### [WORK TO BE COMPLETED]
Here are some entries; quote each one exactly.

### [GIVEN RECORDS]
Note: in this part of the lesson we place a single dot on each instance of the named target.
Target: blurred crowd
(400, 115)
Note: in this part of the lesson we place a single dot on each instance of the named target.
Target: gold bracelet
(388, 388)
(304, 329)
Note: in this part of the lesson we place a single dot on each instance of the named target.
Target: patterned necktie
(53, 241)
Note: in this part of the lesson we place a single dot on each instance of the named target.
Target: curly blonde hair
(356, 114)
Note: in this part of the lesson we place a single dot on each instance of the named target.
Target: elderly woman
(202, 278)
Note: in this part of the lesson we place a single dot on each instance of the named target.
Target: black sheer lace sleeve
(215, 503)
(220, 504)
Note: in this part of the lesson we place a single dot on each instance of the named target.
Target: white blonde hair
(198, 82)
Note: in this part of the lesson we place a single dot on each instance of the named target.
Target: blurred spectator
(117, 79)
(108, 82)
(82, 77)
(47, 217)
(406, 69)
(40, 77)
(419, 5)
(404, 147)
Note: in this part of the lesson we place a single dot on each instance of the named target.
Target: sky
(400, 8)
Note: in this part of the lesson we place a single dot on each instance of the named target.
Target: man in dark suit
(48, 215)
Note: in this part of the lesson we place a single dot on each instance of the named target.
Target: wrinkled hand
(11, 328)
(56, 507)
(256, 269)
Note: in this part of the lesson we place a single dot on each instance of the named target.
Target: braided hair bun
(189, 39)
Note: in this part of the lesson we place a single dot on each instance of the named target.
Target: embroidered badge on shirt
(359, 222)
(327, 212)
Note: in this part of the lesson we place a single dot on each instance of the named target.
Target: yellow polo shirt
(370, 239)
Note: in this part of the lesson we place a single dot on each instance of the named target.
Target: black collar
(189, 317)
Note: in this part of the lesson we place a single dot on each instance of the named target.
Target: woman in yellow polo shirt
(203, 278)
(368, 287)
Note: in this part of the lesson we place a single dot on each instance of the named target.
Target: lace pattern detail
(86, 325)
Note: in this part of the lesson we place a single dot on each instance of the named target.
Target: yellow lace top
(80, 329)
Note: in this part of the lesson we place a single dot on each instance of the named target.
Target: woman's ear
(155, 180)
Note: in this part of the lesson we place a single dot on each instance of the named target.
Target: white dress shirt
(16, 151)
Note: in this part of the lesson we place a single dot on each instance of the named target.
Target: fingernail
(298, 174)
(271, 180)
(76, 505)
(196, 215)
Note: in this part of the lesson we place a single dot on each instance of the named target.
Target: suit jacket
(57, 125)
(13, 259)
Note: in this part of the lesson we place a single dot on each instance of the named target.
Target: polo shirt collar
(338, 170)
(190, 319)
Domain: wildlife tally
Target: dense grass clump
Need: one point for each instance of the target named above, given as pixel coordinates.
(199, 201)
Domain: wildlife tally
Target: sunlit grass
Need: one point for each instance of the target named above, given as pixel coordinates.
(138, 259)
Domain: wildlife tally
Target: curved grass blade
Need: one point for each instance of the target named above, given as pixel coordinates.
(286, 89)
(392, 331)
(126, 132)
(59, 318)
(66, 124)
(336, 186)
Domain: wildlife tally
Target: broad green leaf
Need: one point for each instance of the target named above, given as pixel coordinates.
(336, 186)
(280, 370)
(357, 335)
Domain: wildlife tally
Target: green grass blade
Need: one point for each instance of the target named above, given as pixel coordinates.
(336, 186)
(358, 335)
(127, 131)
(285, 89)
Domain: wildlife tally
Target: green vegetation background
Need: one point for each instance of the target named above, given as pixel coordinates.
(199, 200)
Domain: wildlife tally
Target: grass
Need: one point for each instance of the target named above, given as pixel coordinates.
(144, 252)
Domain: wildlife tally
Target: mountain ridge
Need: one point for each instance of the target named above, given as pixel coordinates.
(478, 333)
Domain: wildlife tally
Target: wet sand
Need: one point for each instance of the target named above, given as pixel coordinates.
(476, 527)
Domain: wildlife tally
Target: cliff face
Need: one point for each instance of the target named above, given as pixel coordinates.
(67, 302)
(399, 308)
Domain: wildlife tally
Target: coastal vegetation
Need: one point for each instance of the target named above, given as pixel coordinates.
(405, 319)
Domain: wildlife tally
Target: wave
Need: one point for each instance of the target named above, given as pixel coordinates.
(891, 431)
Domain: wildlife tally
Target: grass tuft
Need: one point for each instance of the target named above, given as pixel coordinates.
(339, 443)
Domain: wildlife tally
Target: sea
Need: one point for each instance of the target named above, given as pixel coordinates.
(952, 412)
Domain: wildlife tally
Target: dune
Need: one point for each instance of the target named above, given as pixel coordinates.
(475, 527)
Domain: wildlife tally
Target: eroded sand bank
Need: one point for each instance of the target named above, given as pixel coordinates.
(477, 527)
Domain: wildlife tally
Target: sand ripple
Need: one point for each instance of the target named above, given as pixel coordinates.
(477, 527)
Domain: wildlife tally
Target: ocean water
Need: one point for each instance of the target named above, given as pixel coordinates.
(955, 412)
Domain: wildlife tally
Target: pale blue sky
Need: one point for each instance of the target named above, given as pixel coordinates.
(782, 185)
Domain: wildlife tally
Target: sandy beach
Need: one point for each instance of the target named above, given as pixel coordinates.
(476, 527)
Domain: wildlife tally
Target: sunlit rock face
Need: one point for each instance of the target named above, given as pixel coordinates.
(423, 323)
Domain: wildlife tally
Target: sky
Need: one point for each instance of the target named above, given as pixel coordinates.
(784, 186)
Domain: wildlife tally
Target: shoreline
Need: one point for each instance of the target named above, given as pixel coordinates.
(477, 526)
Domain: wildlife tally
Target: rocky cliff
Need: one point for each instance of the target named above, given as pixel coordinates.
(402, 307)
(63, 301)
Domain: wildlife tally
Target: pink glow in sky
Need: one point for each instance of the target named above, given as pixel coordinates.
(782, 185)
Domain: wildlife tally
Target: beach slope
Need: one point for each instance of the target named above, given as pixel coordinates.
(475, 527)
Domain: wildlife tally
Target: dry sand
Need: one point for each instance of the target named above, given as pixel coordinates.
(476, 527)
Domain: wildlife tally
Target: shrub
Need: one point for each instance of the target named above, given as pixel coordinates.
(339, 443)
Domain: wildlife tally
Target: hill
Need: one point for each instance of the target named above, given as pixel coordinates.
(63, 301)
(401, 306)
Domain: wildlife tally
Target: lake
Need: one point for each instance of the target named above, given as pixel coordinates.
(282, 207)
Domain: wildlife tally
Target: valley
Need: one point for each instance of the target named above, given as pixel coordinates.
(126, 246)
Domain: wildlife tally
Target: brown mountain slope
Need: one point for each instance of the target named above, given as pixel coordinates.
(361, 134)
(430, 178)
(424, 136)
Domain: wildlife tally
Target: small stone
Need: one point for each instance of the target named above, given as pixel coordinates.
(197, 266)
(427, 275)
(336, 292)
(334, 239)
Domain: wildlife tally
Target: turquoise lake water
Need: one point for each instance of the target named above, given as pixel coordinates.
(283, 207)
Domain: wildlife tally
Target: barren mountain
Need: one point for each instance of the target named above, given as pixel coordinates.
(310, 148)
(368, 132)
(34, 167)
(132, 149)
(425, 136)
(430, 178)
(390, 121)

### [RESULT OF THIS TASK]
Note: in this part of the lesson we place a single dot on each instance of the named target.
Target: blurred crowd
(400, 115)
Note: in this part of the lesson we place a single dot on each instance of the named target.
Target: gold bracelet
(388, 388)
(304, 329)
Note: in this part of the lesson we place a single dot on each instance of the named target.
Target: patterned necktie
(53, 241)
Note: in this part of the lesson we place a single dot on each instance of the named target.
Target: curly blonde hair
(356, 114)
Note: in this part of the lesson we place a single dot on each instance of the named target.
Target: elderly woman
(202, 278)
Note: in this part of the lesson we place a single dot on each instance of the named target.
Target: black sheer lace sleeve
(215, 503)
(220, 504)
Note: in this part of the lesson we place a single dot on each instance of the named target.
Target: white blonde hair
(198, 82)
Note: in this part of the lesson we place a single dot on each instance of the named target.
Target: blurred spectator
(117, 79)
(108, 82)
(82, 77)
(47, 217)
(406, 69)
(40, 77)
(419, 5)
(404, 147)
Note: in this part of the lesson we place a single dot on each instance of the named target.
Target: sky
(400, 8)
Note: in this part of the lesson we place a single dot on each instance of the named target.
Target: man in dark suit
(48, 215)
Note: in this part of the lesson we place a single dot on each instance of the named target.
Target: wrinkled hand
(11, 328)
(56, 507)
(256, 269)
Note: in this part of the lesson we place a single dot on each instance of the named target.
Target: braided hair bun
(189, 39)
Note: in this part of the lesson we place a single dot on each instance of the named target.
Target: embroidered badge on shirt
(359, 222)
(327, 212)
Note: in this part of the lesson we place a single dot on each instance of the named target.
Target: yellow polo shirt
(370, 239)
Note: in this part of the lesson we place a single dot on each instance of the named target.
Target: black collar
(189, 317)
Note: in this part of the lesson we place a single dot on each instance of the named target.
Target: woman in yellow polo shirt
(203, 278)
(368, 287)
Note: in this part of the lesson we place a single dot on each instance of the named target.
Target: lace pattern detail
(86, 325)
Note: in this part of the lesson we place a single dot on each instance of the named target.
Target: yellow lace top
(80, 329)
Note: in this part of the lesson we place a single dot on each instance of the named target.
Target: woman's ear
(155, 180)
Note: in this part of the lesson we place a single dot on each instance of the named target.
Target: white dress shirt
(16, 151)
Note: in this part of the lesson we place a single dot on each instance of the named target.
Target: fingernail
(298, 174)
(271, 180)
(76, 505)
(196, 215)
Note: in this part of the lesson we place a single dot on each instance of the named target.
Target: suit jacket
(57, 125)
(13, 259)
Note: in this part of the lesson we place a single dot on each instance of the named target.
Target: polo shirt collar
(338, 170)
(190, 319)
Domain: wildlife tally
Target: dense grass clump
Need: one point for each instance of the target named above, given as pixel coordinates.
(199, 201)
Domain: wildlife tally
Target: sunlit grass
Need: one point for each instance of the target named above, given as pixel coordinates.
(138, 259)
Domain: wildlife tally
Target: curved grass blade
Need: one point for each instance of the target named above, given as pixel coordinates.
(286, 89)
(392, 331)
(126, 132)
(59, 318)
(66, 124)
(336, 186)
Domain: wildlife tally
Target: broad green leaf
Need: one point for each instance of the target named above, given as pixel coordinates.
(336, 186)
(280, 370)
(357, 335)
Domain: wildlife tally
Target: green grass blade
Need: one point for each instance of the target named above, given as pixel coordinates.
(336, 186)
(358, 335)
(127, 131)
(285, 89)
Domain: wildlife tally
Target: green vegetation background
Need: one point for each instance of the target named above, given as pixel coordinates.
(199, 200)
Domain: wildlife tally
Target: grass
Need: one point for each instance of the target named above, given as pixel coordinates.
(144, 252)
Domain: wildlife tally
Target: mountain ridge
Need: one point for each instance of the target named above, given as pixel coordinates.
(478, 333)
Domain: wildlife tally
Target: wet sand
Need: one point for each instance of the target named above, given as pixel coordinates.
(476, 527)
Domain: wildlife tally
Target: cliff face
Need: one point for each instance of the target named above, given as pixel coordinates.
(67, 302)
(399, 308)
Domain: wildlife tally
Target: coastal vegetation
Need: one point for each instance of the target named above, given as pixel coordinates.
(405, 319)
Domain: wildlife tally
Target: wave
Need: one point for each instance of the target named above, given as pixel coordinates.
(891, 431)
Domain: wildlife tally
Target: grass tuft
Need: one point for each instance of the target named above, given as pixel coordinates.
(339, 443)
Domain: wildlife tally
Target: sea
Need: one point for each instance of the target named above, given as pixel coordinates.
(952, 412)
Domain: wildlife tally
Target: dune
Need: one point for each instance of the target named above, given as pixel coordinates.
(475, 527)
Domain: wildlife tally
Target: eroded sand bank
Need: one point for each instance of the target named above, given as pixel coordinates.
(477, 527)
Domain: wildlife tally
Target: sand ripple
Need: one point for each instance of the target named above, given as pixel coordinates.
(477, 527)
Domain: wildlife tally
Target: ocean water
Need: one point for each instance of the target named above, given as pixel coordinates.
(955, 412)
Domain: wildlife tally
Target: pale blue sky
Need: one point for each instance of the target named above, given as pixel coordinates.
(782, 185)
Domain: wildlife tally
Target: sandy beach
Need: one point for each instance of the target named above, given as pixel coordinates.
(476, 527)
Domain: wildlife tally
Target: sunlit rock face
Need: one point for each instance of the target named above, given as pixel coordinates.
(423, 323)
Domain: wildlife tally
Target: sky
Need: one point for each instance of the target named above, given as pixel coordinates.
(784, 186)
Domain: wildlife tally
Target: shoreline
Need: one point for each instance of the target named above, given as pixel coordinates.
(477, 526)
Domain: wildlife tally
Target: rocky cliff
Need: one point for each instance of the target named above, given as pixel coordinates.
(402, 307)
(63, 301)
Domain: wildlife tally
Target: pink glow in sky
Need: one point for each instance of the target named above, given as pixel coordinates.
(782, 185)
Domain: wildlife tally
Target: beach slope
Need: one point for each instance of the target named above, given as pixel coordinates.
(475, 527)
Domain: wildlife tally
Target: dry sand
Need: one point for each instance of the target named above, given as pixel coordinates.
(476, 527)
Domain: wildlife tally
Target: shrub
Need: one point for each instance of the target named above, given as pixel coordinates.
(339, 443)
Domain: wildlife tally
Target: hill
Need: one point for each instance of the target named above, given as pixel coordinates.
(63, 301)
(401, 306)
Domain: wildlife tally
Target: lake
Need: one point for each instance of the target named above, given as pixel coordinates.
(282, 207)
Domain: wildlife tally
Target: valley
Need: one point for each instance of the target named above, given as pixel coordinates.
(126, 246)
Domain: wildlife tally
Target: brown mountain slope
Need: one point for each instance of the target named above, given as pixel coordinates.
(361, 134)
(430, 178)
(424, 136)
Domain: wildlife tally
Target: small stone
Need: one point for each instance of the target named above, given as pixel coordinates.
(197, 266)
(427, 275)
(336, 292)
(334, 239)
Domain: wildlife tally
Target: turquoise lake water
Need: one point for each instance of the target named above, given as pixel coordinates.
(283, 207)
Domain: wildlife tally
Target: barren mountain
Need: one point for each instance of the target named above, given as pixel coordinates.
(310, 148)
(368, 132)
(34, 167)
(132, 149)
(425, 136)
(430, 178)
(390, 121)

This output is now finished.